PAGE EXTRACT →
— begin —
Asian tourists posing for a picture on Bill’s bike

For those of you who are interested in the statistics of our ride to date, we have traveled 1,381 miles, peddled for 140 hours and 21 minutes and climbed 39,806 feet.


On the Road Again


On Tuesday morning, after four long days killing time in the Franklin Motel 6, we checked out and raced over to the Gray Goat bike shop to await delivery of Bill’s replacement rim. The rim arrived and Brandon, the mechanic, quickly got to work on it. By 2:30, the deed was done. Thank you, Brandon! We headed out to the Johnson County Fairgrounds Campground for the night, happy to be back on the road. We were reminded of the Willie Nelson song On the Road Again.

“On the road again
Goin’ places that I’ve never been
Seein’ things that I may never see again
And I can’t wait to get on the road again.”

Brandon building Bill’s wheel
Now that’s a catastrophic failure!

The weather was good, and we had a couple of nice campsites and cycling days. Near the end of our time in Indiana, we camped at a county park east of Terre Haute. After riding the four miles into town, eating and doing our laundry, we checked the weather and received the tough news. A tornado warning and storms with tennis ball sized hail were forecasted. We quickly rode back to camp just as the rain, thunder, and lightning started. Sirens were blaring, warning of the imminent threat. Having no shelter other than our tents, we decided to wait it out in the campground bathhouse.  Interestingly, all the campsites we’ve stayed in recently have a designated storm shelter, often the bathhouse or laundry room.  That’s a statement!  Fortunately, the storm passed quickly, with no hail or tornados, and we got on with our night.  The next morning, we broke camp early and crossed the border into Illinois. We’ve made it to the Central time zone!
— end —
PROVIDED MATERIAL →
— begin —
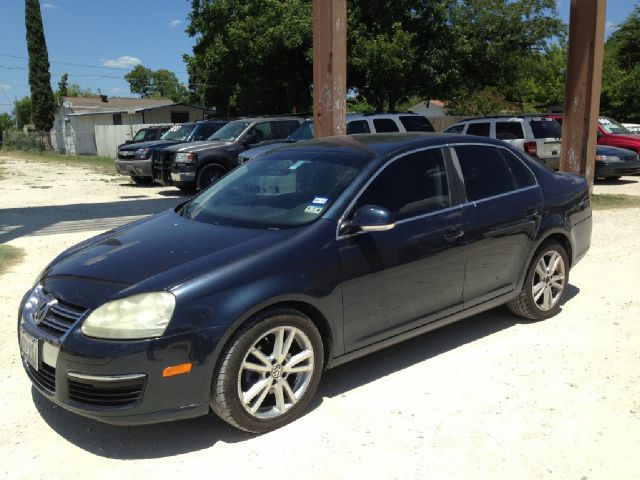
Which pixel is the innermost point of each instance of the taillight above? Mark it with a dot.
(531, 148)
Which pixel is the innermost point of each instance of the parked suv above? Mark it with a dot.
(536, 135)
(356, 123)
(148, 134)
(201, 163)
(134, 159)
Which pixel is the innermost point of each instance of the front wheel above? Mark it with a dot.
— end —
— begin —
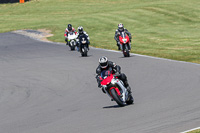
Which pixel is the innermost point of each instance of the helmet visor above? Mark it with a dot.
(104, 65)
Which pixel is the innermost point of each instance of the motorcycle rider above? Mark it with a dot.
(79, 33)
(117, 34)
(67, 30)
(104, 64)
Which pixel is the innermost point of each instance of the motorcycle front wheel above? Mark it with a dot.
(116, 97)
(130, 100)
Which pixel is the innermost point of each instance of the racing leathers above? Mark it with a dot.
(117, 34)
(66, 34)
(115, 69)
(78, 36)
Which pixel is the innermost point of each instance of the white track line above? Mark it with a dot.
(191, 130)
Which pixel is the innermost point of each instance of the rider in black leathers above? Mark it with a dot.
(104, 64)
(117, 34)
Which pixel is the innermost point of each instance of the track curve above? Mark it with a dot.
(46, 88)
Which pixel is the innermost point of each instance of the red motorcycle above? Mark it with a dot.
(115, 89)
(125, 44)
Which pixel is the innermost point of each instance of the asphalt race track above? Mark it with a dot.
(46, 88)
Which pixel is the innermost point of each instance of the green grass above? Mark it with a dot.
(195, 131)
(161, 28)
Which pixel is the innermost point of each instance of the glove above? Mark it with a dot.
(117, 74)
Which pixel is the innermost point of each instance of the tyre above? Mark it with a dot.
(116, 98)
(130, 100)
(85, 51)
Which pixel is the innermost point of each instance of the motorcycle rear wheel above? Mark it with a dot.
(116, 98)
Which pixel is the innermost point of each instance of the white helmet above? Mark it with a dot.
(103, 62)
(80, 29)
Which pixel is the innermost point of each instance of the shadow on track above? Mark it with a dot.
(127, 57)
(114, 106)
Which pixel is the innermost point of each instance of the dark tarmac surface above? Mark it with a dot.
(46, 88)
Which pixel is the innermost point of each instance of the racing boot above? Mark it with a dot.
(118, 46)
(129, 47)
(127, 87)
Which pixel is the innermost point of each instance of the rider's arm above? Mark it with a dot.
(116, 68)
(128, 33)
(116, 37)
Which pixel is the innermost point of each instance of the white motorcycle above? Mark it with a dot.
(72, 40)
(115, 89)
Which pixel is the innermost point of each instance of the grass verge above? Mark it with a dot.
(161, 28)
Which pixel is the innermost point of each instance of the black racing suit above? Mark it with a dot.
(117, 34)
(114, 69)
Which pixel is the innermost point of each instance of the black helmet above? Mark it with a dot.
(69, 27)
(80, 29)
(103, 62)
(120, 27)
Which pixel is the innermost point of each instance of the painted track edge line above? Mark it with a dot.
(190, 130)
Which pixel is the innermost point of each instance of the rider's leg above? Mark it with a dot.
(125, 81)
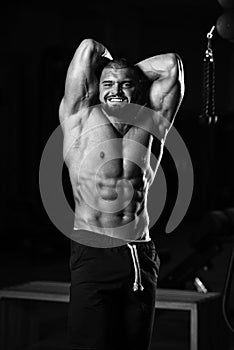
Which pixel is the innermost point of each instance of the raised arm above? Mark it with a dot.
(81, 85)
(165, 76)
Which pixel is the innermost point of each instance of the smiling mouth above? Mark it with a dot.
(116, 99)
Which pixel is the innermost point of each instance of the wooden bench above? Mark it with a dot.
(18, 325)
— end —
TASK SET →
#1 Copy the bike-tour account from "On the Road Again" up to and including "a catastrophic failure!".
#2 In the bike-tour account, where did the riders wait out the storm near Terre Haute?
#3 Pick up the bike-tour account after its last sentence and write the next part.

TASK RESPONSES →
#1
On the Road Again


On Tuesday morning, after four long days killing time in the Franklin Motel 6, we checked out and raced over to the Gray Goat bike shop to await delivery of Bill’s replacement rim. The rim arrived and Brandon, the mechanic, quickly got to work on it. By 2:30, the deed was done. Thank you, Brandon! We headed out to the Johnson County Fairgrounds Campground for the night, happy to be back on the road. We were reminded of the Willie Nelson song On the Road Again.

“On the road again
Goin’ places that I’ve never been
Seein’ things that I may never see again
And I can’t wait to get on the road again.”

Brandon building Bill’s wheel
Now that’s a catastrophic failure!

#2 In the campground bathhouse.

#3
It looked like it was going to miss us … but it didn’t!

Our first night in Illinois was in the town of Casey whose slogan is Small Town Big Things — home to the world’s largest rocking chair, wind chimes, pencil and golf tee, among others.  They also had the nosiest Campground of our trip to date; it was a quarter mile from the interstate with incessant truck traffic all night.  To add insult to injury, there was a bright streetlight directly over our tents, making it tough to recognize daylight as it arrived.


Yup, they sure are big

We couldn’t wait to get out of that campground – until we got on the road and discovered that we were riding into a 20-30 mph headwind!  It was exhausting and slow going.  Much of the time, we struggled to maintain 6 mph, and that’s with no hills!  I was not feeling well, so we decided to get a room in Effingham and have our bikes checked at the local bike shop. Surprisingly, my chain that was new at the start of the trip already needed to be replaced. The strong 30 mph headwinds continued the following day.  Some days are easier than others; it’s all part of the package.

Have we crossed into another country?


Indiana welcomed us with a gloomy forecast of thunderstorms and high winds, steering us towards a well-deserved rest day.  It had been eight days since our last one, and we were ready; it felt great to rest our weary bones.

Sign coming into Shelbyville

The next morning was chilly but dry, so we bundled up and continued on our way.  At our first rest stop, we were treated to free coffee at a convenience store.  We thanked them and continued on to Shelbyville, where we had a hearty pasta lunch at Pasqhetti’s Italian Restaurant and talked with some of the wait staff who were curious about our trip. After a delicious meal, our waitress, Michelle, informed us that it was on the house!  The day was shaping up to be a good one. We stopped at the local bike shop and met Tim, the owner. He was friendly and loaned us his pump to top off the air in our tires. We headed on, fueled up and feeling good.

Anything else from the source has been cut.